TEXT UNDER STUDY —
☆ ☆ ☆
- Born: September 18, 1985 (age 41) Regensburg, West Germany (now Germany)
- Education: San Francisco Conservatory of Music (BM) University of California, Irvine (MFA)
- Occupations: Actor; singer;
- Years active: 2013–present

= Sepideh Moafi =

American actress (born 1985)

Sepideh Moafi (سپیده معافی; born September 18, 1985) is an Iranian-American actress. She is best known for her roles in The Deuce (2017–2019), The L Word: Generation Q (2019–2023), The Killing of Two Lovers (2020), Black Bird (2022), and The Pitt (2026). For the latter, she was nominated for the Primetime Emmy Award for Outstanding Supporting Actress in a Drama Series.

==Early life and education ==
Sepideh Moafi was born in September 1985 in a refugee camp in Regensburg, Bavaria, Germany. Prior to her birth, her parents had fled Iran following the Islamic Revolution. After two years in Turkey and then Germany, where Moafi's parents sought political asylum and claimed refugee status, Moafi's family were granted visas to move to the United States. Moafi is an American citizen.

During her childhood years, she studied opera and was later pulled into musical theatre and jazz. Moafi started singing at 15 years old, and within a year had obtained a full scholarship to the San Francisco Conservatory of Music, where she graduated in 2007.
☆ ☆ ☆
ASSIGNMENT —
Continue the biography of Sepideh Moafi, starting immediately after its final sentence.

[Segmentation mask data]
☆ ☆ ☆
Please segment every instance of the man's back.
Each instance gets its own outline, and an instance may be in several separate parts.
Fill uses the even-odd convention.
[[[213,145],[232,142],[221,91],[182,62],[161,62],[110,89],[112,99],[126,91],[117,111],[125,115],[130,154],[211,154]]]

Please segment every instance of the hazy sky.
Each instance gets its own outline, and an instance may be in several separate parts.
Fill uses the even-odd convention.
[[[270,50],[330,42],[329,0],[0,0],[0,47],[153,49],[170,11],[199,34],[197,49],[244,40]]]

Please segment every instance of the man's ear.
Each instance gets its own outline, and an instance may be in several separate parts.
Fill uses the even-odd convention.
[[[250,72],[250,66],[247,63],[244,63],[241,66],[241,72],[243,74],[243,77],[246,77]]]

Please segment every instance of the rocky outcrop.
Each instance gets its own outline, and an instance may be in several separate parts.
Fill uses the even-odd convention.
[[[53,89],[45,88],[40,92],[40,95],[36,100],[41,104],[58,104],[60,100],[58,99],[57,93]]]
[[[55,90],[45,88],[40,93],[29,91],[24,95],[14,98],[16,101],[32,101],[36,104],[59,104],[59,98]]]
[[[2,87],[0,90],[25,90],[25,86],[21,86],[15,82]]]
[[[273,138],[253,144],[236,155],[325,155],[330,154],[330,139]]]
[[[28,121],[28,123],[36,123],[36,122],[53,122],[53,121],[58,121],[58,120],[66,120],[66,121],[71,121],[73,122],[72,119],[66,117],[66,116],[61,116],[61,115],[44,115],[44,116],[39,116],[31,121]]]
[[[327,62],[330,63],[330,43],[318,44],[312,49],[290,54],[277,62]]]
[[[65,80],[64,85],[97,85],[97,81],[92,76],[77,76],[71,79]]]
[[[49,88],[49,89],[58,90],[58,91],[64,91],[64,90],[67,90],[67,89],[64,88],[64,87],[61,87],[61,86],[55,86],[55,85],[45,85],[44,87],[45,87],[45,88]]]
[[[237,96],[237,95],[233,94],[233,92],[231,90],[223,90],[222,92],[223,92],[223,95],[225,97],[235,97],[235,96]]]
☆ ☆ ☆
ANSWER TO THE EXERCISE —
Moafi attended the University of California Irvine to study acting, later graduating with an MFA in 2013.

==Career==
In 2013, Moafi received her first on-screen credit in a guest-starring role as Aaliya Zaki in the tenth episode of season four of CBS's Blue Bloods.

In 2015, Moafi landed what would be her breakout role, a recurring role as Loretta in HBO's The Deuce, an American drama television series created by David Simon and George Pelecanos exploring the stories of sex workers in 1970s-80s New York. Before filming the pilot, Simon met Moafi for a coffee date, where they discussed the premise of The Deuce and Loretta's arc within the show. While her character on The Deuce had been planned early on, Moafi subsequently landed a lead role in Notorious (a show which was to be filmed in Los Angeles) after meeting with Simon and before the pilot of The Deuce was filmed. Moafi wrote a letter to the executive producers of The Deuce, Simon, Pelecanos and Nina Kostroff Noble hoping that they would still let her be a part of The Deuce despite her regular gig on Notorious. The executive producers on The Deuce let Moafi continue to be a part of their show and worked around her schedule as The Deuce was mainly filmed in New York. However, as a result, Loretta's arc could not be fulfilled as initially planned and had to go a different direction because of Moafi's scheduling conflicts and she was only in three episodes in the first season of The Deuce. The pilot of The Deuce was shot in 2015 and the first season was shot a year later.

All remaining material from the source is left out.